━━━━━ EXTRACTED DATA ━━━━━

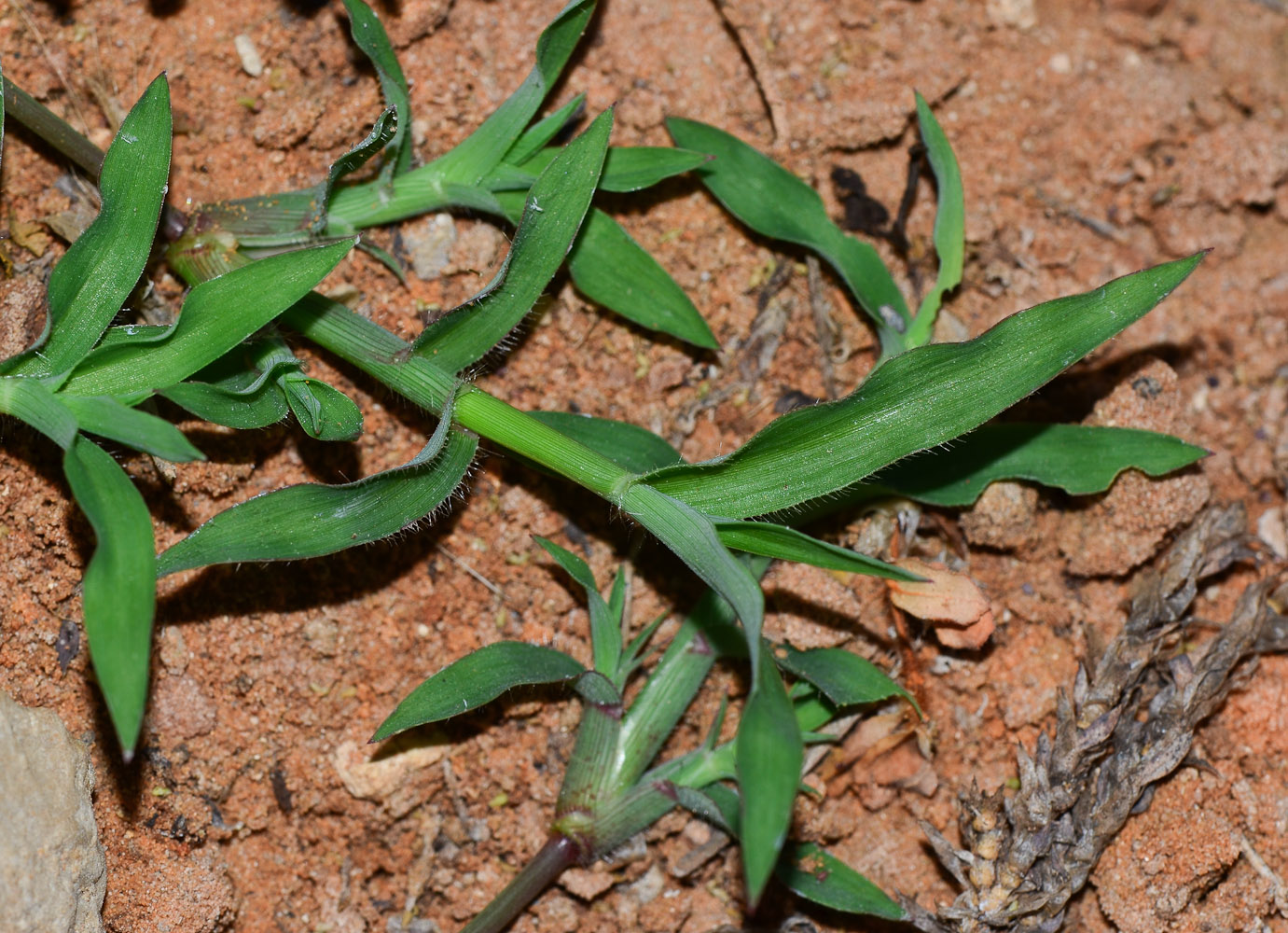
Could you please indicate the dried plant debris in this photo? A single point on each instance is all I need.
(1129, 724)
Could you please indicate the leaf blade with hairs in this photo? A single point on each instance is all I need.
(842, 676)
(811, 872)
(118, 584)
(478, 678)
(370, 36)
(484, 148)
(95, 276)
(815, 452)
(107, 418)
(216, 316)
(949, 222)
(312, 520)
(770, 200)
(768, 758)
(788, 544)
(33, 404)
(551, 216)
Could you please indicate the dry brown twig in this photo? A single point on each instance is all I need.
(1129, 724)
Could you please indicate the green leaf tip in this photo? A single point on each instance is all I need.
(477, 679)
(915, 401)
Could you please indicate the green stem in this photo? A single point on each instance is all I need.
(558, 854)
(372, 203)
(382, 355)
(51, 128)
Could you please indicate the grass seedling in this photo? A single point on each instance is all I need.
(227, 362)
(614, 788)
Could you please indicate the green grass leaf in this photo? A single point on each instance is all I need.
(385, 128)
(915, 401)
(769, 757)
(370, 36)
(713, 803)
(551, 216)
(216, 316)
(811, 872)
(484, 148)
(138, 429)
(260, 408)
(31, 402)
(777, 203)
(788, 544)
(594, 767)
(628, 445)
(322, 410)
(242, 388)
(541, 132)
(612, 270)
(312, 520)
(632, 168)
(91, 281)
(842, 676)
(605, 628)
(1078, 459)
(118, 584)
(692, 536)
(477, 679)
(949, 223)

━━━━━

Reproduce all of the data above word for word, leaving out the pictures.

Could you please indicate the dried plant debris in this photo? A single point on each instance is all I need.
(1129, 724)
Could you please indicate the leaf blade with hairs in this photo? A single point on each instance is all I need.
(842, 676)
(811, 872)
(118, 584)
(478, 678)
(370, 36)
(484, 148)
(95, 276)
(815, 452)
(107, 418)
(216, 316)
(949, 222)
(312, 520)
(770, 200)
(768, 758)
(788, 544)
(33, 404)
(551, 216)
Could you please indicate the dry brown twig in this photo? A single point on each instance is all I need.
(1129, 724)
Could you please indicate the green leaf tip in this photo? A single point on each instance is all I need.
(477, 679)
(915, 401)
Could you please indicate the green stem in this photo? A single point on each instance is all I need.
(558, 854)
(372, 203)
(382, 355)
(51, 128)
Could you please indicate the grass seedling in this photo? A single point on each instance is all I need.
(227, 362)
(614, 788)
Could you please indicate the green grass leaf in this photo? A single point on each instance is all I need.
(385, 128)
(915, 401)
(769, 757)
(370, 36)
(713, 803)
(551, 216)
(216, 316)
(811, 872)
(484, 148)
(138, 429)
(260, 408)
(31, 402)
(777, 203)
(788, 544)
(594, 767)
(628, 445)
(322, 410)
(242, 388)
(541, 132)
(612, 270)
(312, 520)
(632, 168)
(91, 281)
(842, 676)
(605, 628)
(1078, 459)
(118, 584)
(692, 536)
(477, 679)
(949, 223)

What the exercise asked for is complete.